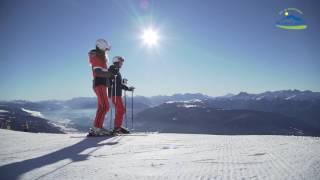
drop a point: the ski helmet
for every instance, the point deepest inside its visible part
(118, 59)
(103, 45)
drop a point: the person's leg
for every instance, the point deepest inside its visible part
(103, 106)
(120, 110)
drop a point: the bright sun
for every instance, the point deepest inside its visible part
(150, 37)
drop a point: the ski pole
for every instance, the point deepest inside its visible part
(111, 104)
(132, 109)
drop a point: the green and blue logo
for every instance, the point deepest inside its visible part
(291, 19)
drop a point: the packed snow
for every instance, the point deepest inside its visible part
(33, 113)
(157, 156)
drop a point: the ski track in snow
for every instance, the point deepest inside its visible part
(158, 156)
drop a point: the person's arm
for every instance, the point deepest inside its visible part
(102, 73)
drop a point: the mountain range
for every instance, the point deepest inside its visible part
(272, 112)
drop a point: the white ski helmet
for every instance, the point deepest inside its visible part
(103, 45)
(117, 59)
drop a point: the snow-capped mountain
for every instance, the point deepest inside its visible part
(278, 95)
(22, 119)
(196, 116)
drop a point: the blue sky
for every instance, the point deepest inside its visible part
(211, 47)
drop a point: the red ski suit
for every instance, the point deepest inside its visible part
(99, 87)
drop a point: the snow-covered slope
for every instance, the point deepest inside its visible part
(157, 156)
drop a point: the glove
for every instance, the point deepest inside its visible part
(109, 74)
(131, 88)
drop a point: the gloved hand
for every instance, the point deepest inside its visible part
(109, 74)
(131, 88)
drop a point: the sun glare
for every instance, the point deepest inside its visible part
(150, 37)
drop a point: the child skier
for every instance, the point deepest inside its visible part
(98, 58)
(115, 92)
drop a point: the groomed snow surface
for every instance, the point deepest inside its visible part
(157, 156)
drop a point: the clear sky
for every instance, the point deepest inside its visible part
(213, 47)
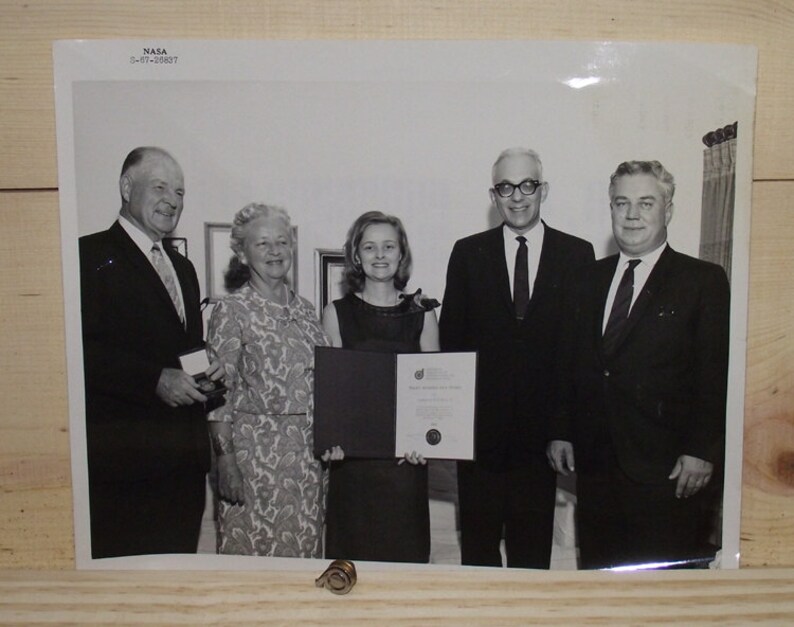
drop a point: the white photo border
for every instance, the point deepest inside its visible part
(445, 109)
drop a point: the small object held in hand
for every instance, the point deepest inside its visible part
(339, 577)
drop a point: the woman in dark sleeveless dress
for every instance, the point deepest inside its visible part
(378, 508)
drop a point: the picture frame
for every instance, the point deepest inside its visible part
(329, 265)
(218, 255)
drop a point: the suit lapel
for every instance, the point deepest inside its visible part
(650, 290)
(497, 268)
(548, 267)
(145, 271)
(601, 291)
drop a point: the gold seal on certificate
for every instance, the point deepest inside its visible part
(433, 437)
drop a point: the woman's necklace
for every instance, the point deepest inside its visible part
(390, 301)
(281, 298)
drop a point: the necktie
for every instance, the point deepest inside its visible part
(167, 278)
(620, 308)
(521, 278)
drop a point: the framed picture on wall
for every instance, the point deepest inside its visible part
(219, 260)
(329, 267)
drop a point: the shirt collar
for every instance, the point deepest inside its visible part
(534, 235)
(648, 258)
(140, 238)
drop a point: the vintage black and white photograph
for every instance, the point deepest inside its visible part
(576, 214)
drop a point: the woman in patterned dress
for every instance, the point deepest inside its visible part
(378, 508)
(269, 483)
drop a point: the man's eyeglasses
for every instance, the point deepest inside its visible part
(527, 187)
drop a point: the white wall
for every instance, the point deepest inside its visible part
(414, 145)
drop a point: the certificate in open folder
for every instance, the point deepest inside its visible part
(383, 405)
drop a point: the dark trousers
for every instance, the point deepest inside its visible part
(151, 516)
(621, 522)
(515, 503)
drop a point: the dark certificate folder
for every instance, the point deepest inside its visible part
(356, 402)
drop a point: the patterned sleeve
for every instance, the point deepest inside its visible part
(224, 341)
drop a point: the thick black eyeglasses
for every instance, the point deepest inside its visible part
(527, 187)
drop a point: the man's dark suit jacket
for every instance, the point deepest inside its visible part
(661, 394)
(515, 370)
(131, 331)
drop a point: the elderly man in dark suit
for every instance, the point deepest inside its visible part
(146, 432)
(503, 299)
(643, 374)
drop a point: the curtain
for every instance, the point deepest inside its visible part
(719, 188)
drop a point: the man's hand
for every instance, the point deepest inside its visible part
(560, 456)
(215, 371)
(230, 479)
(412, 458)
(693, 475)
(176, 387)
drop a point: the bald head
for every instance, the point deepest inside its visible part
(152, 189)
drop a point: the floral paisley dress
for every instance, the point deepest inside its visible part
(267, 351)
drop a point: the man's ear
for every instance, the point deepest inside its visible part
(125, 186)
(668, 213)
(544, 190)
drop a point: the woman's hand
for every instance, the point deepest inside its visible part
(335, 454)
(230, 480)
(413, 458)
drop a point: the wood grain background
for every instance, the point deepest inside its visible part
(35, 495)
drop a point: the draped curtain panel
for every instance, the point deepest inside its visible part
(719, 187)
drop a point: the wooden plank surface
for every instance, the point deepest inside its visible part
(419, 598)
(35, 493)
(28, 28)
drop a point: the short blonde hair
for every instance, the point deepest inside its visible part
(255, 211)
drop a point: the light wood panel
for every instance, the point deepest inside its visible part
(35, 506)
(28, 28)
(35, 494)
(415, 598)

--- --- ---

Required task:
Starting with the line that contains "drop a point: the man's hand", print each line through the last one in the listing. Include both end lines and add nothing.

Right answer:
drop a point: the man's hand
for every instance, the point deepest inside its visible part
(560, 456)
(215, 371)
(230, 479)
(412, 458)
(693, 475)
(176, 387)
drop a point: the bald head
for every instance, the point deepest inside its visible part
(152, 189)
drop a point: the floral paisley dress
for every instance, the point deepest inside its visible part
(267, 351)
drop a point: the man's ear
for every instance, the point deepest inside its visible part
(125, 186)
(668, 213)
(544, 190)
drop a point: the woman's hand
for every instance, the point deepest inside its visible part
(335, 454)
(230, 480)
(413, 458)
drop a point: the wood grain background
for every instance, the point deepest inside its visible part
(35, 495)
drop a point: the draped curtain panel
for every instance, the point deepest inside its visible part
(719, 187)
drop a point: the wooden plank surface
for every instance, the point deepest inside its visible part
(419, 598)
(35, 493)
(28, 28)
drop a point: the short blonde hair
for every instance, the point deepest inside its visible part
(255, 211)
drop a point: the light wood panel
for every instance, the point deepest inside its visible part
(35, 506)
(28, 28)
(35, 494)
(415, 598)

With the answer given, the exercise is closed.